WHAT IS BEING ASKED –
Report each line of the data below that contains the string "treeline", copying every such line in full.

____________________

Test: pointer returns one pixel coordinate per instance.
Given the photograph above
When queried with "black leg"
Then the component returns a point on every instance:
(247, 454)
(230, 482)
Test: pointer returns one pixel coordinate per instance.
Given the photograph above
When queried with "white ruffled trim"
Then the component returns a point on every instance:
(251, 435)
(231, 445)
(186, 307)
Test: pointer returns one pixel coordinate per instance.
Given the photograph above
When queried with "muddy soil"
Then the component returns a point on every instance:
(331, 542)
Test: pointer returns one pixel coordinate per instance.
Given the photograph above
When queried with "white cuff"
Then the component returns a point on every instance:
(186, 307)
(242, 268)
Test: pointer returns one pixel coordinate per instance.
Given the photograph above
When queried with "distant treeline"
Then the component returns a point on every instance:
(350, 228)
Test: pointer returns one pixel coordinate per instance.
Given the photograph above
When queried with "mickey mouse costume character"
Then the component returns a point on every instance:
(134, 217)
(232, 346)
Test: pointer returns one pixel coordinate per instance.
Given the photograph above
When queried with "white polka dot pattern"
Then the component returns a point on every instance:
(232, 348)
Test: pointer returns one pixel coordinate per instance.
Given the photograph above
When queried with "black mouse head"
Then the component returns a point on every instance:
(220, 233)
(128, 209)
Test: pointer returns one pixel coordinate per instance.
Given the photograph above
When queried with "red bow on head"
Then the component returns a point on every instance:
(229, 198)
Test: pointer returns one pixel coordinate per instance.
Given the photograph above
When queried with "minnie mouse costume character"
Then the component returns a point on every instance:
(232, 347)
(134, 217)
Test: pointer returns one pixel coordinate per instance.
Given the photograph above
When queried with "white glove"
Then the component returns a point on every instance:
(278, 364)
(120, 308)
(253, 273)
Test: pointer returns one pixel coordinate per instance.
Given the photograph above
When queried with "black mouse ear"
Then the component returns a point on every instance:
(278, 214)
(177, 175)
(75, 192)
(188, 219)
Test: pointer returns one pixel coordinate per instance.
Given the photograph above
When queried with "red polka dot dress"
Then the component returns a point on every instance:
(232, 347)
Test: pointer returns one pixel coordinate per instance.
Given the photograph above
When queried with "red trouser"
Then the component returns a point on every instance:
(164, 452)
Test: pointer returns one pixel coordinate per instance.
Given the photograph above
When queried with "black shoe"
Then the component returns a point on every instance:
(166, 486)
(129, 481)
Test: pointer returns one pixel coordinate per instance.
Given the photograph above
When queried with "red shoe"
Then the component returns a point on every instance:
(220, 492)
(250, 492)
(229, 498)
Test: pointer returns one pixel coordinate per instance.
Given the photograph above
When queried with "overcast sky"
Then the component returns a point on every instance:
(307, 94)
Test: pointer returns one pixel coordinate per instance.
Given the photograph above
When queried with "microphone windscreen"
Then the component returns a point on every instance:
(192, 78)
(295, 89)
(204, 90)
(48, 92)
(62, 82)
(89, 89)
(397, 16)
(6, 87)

____________________

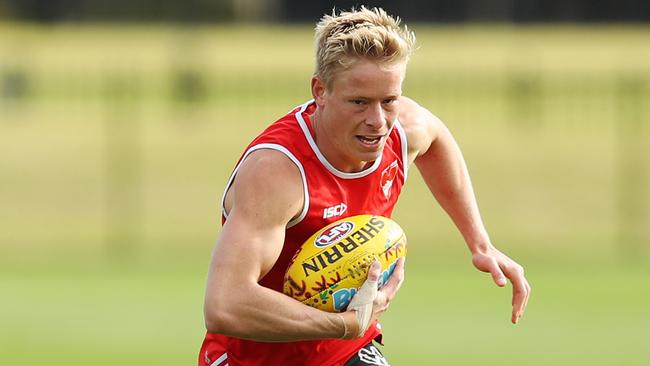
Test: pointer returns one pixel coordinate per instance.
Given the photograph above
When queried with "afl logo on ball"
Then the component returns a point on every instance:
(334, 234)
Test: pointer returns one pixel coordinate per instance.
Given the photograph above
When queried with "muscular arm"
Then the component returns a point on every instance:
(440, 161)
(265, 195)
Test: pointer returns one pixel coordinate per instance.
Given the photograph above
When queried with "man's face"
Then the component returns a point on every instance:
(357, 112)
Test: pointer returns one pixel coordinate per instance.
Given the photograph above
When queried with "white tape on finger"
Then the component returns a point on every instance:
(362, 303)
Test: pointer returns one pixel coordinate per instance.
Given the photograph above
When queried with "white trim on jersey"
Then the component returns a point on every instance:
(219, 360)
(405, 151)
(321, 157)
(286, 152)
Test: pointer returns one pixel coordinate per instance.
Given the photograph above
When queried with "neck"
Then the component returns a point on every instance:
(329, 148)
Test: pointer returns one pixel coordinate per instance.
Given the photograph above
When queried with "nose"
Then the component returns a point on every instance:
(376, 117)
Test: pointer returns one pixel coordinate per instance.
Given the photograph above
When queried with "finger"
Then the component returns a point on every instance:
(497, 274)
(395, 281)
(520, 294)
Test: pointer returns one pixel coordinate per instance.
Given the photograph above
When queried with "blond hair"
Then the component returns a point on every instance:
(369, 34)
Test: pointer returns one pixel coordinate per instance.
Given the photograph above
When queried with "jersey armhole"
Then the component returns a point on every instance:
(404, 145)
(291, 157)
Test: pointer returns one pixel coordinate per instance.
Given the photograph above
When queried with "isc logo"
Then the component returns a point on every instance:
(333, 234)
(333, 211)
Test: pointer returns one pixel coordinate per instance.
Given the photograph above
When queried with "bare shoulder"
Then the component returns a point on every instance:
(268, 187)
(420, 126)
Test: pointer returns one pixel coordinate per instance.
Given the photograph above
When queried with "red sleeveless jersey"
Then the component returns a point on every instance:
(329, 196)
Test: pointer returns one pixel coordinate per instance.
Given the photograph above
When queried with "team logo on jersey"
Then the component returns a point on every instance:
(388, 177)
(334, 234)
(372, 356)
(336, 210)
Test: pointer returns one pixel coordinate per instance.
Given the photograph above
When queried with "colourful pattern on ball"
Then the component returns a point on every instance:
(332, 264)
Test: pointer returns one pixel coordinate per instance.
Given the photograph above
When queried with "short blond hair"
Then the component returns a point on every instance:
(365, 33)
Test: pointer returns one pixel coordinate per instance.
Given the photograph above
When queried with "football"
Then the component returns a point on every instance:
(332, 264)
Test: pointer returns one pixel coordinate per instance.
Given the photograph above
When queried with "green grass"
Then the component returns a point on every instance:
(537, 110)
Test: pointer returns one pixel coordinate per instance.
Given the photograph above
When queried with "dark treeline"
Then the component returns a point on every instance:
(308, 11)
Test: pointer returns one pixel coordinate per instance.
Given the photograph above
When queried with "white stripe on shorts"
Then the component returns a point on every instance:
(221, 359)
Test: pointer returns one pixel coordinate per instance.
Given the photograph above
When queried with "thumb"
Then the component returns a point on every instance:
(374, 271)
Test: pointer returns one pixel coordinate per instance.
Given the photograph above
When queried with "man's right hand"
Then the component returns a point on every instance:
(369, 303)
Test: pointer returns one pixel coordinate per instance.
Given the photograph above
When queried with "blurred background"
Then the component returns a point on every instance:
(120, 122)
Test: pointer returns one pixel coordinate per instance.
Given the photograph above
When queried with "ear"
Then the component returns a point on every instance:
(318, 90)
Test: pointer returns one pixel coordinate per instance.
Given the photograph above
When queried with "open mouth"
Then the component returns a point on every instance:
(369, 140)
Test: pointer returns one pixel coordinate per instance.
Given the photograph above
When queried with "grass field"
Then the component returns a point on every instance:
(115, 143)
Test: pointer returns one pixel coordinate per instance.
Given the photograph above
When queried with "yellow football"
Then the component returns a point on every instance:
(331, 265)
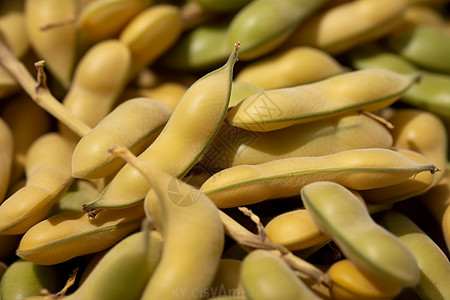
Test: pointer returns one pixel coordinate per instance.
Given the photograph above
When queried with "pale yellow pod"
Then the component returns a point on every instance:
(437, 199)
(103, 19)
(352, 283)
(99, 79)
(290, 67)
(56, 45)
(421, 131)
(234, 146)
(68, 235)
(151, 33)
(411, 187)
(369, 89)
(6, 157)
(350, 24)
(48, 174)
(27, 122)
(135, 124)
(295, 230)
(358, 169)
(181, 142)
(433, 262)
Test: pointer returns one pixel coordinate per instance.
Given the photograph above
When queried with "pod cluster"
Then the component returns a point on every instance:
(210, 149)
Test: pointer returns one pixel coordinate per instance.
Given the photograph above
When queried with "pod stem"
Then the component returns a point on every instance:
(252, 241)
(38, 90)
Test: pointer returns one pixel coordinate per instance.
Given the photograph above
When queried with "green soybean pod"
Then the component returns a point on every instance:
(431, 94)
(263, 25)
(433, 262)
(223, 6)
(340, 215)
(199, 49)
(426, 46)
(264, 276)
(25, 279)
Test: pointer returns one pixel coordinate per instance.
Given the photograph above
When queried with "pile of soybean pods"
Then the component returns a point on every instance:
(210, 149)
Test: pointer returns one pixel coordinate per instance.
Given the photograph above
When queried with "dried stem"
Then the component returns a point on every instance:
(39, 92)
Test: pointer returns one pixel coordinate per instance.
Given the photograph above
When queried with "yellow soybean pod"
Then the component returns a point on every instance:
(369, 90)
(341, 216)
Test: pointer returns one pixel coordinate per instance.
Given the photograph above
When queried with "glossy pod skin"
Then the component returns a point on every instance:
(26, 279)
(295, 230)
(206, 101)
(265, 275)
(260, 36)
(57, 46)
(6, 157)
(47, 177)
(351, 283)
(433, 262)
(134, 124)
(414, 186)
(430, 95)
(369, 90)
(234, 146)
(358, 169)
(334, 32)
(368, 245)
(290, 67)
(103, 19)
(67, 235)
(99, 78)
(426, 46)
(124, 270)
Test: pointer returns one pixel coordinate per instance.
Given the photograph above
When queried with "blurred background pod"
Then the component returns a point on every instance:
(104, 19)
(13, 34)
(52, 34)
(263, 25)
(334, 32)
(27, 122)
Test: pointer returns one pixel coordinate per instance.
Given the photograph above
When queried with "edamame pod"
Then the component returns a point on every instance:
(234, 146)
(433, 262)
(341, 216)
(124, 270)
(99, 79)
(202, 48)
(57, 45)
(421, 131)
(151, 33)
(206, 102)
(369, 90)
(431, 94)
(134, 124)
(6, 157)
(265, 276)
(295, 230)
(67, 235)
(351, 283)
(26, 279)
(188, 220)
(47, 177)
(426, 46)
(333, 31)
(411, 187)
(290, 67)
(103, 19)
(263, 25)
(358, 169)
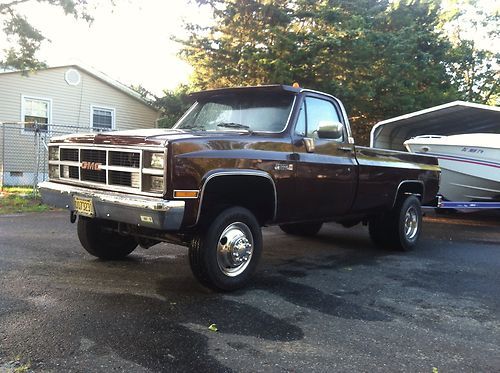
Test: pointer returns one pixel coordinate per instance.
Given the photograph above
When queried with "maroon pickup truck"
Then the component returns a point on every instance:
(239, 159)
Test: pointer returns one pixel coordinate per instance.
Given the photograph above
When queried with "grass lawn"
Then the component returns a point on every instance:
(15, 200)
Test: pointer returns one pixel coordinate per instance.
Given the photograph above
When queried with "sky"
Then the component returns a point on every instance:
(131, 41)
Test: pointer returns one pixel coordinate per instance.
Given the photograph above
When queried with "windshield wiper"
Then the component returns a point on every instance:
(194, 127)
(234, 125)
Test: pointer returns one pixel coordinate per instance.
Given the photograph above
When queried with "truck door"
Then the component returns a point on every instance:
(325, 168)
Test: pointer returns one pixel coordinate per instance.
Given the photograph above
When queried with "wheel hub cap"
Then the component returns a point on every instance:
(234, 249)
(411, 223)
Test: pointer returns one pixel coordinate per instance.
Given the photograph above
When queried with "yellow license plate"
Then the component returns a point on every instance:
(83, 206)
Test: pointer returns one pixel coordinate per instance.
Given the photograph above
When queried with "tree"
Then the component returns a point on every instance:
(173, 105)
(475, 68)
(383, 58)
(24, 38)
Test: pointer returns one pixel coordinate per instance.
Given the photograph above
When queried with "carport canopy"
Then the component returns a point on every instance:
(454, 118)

____________________

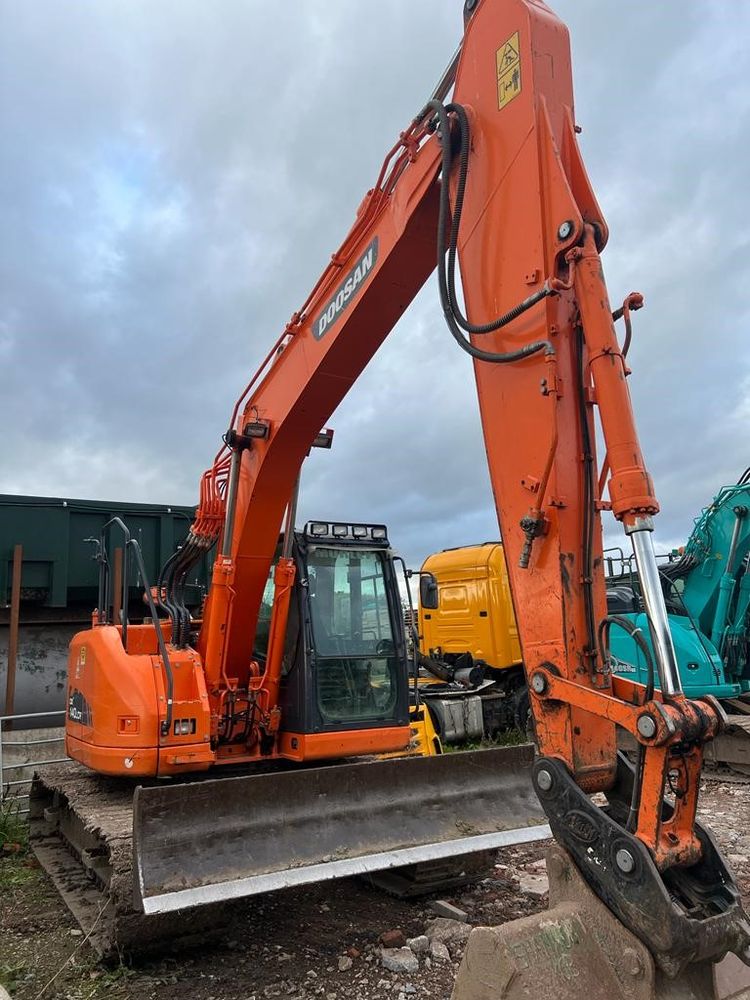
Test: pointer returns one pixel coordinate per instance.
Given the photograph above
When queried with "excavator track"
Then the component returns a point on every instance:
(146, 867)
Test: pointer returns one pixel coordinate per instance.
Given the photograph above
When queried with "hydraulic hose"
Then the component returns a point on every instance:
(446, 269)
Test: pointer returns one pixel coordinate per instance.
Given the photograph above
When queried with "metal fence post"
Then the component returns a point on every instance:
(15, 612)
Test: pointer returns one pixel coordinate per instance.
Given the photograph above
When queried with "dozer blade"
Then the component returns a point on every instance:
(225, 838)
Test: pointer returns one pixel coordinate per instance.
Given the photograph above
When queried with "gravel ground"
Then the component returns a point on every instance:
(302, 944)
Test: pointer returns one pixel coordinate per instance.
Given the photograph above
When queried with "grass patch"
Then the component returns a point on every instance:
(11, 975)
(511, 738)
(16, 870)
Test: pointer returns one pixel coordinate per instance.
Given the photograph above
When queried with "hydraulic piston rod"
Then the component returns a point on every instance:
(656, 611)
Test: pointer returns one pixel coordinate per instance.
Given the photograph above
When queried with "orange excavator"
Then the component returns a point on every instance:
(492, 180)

____________________

FINISHED ANSWER –
When queried with "distant treeline"
When queried with "dark treeline"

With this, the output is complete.